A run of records
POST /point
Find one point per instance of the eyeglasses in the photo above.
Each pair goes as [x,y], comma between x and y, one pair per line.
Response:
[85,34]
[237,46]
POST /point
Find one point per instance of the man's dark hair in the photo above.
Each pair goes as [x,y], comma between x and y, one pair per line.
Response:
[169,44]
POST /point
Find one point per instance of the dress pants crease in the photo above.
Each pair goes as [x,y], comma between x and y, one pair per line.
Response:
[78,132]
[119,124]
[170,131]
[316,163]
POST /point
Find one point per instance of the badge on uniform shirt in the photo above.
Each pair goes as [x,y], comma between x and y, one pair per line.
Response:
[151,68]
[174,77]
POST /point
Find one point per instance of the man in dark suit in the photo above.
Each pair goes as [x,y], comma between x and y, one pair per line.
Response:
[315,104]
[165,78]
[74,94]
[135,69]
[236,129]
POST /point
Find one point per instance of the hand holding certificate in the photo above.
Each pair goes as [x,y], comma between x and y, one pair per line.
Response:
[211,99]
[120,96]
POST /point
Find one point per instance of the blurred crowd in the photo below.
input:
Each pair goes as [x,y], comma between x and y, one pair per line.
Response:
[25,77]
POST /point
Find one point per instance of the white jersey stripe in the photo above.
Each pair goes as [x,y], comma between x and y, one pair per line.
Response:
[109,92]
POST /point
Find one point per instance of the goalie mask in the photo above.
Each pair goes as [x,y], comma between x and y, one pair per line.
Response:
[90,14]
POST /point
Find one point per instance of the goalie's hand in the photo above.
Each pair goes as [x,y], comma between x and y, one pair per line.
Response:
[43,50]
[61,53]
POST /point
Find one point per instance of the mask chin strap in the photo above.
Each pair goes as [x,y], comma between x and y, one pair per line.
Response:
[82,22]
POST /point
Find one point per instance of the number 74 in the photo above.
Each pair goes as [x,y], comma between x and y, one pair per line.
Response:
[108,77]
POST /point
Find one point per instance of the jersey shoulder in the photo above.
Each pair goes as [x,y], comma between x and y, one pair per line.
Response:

(Given exercise) Retype every record above exactly as it appears.

(Solution below)
POST /point
Find one point per instance of the eyeglasses in the photo above.
Each pair goes as [x,y], comma between x and y, one pair per line.
Response:
[85,34]
[237,46]
POST /point
Find one point per instance of the man's dark hair in the photo above.
Each pair goes as [x,y], comma between x and y, one pair per line.
Response:
[169,44]
POST /point
Find one point per instance of the dress pants crease in the photo above.
Each pair goes as [x,y], comma between x and y, one pair per line.
Response:
[78,132]
[119,124]
[170,131]
[316,163]
POST /point
Find one point per instance of the badge on uniform shirt in the photo above.
Each pair goes as [x,y], comma between x and y, one pair per line.
Response:
[151,68]
[174,77]
POST /point
Find one point per instance of the man in dark suit in the photo above.
Each pair goes as [x,y], comma between x and y, one pair per line.
Response:
[315,104]
[165,78]
[74,94]
[135,69]
[236,129]
POST /point
Find one point per instance of the hand holding certificate in the photo above.
Each pair goes as [x,y], comma between x and y, one pair per line.
Response:
[211,99]
[120,96]
POST /point
Find one point per instance of the blurred crowd in the photo below.
input:
Each pair goes as [x,y], comma between x and y, one pair per line.
Response:
[25,77]
POST /point
Find one point per instance of the white jersey stripe in the photo above.
Each pair goes as [x,y], comma between x and y, one pair per line.
Response:
[109,92]
POST /point
Find one point per instance of the goalie mask in the photo above.
Each pair goes as [x,y], comma between x and y, one pair per line.
Response:
[90,14]
POST /point
Find one point per instance of the goalie's hand in the photo above.
Each pair goes as [x,y], comma between x and y, one pair per line.
Response:
[43,50]
[61,53]
POST /point
Find one point per instance of the mask chin strap in the photo above.
Each pair goes as [x,y], comma between x and y, one pair per line.
Response:
[82,22]
POST /point
Find one point per instance of the number 74 in the photo above.
Each pair goes as [x,y], comma between x and y, one pair per line.
Response:
[108,77]
POST /point
Find one point per instance of the jersey shoulder in the photo above.
Each pair goes as [x,y], comma between x and y, one pair per line.
Response:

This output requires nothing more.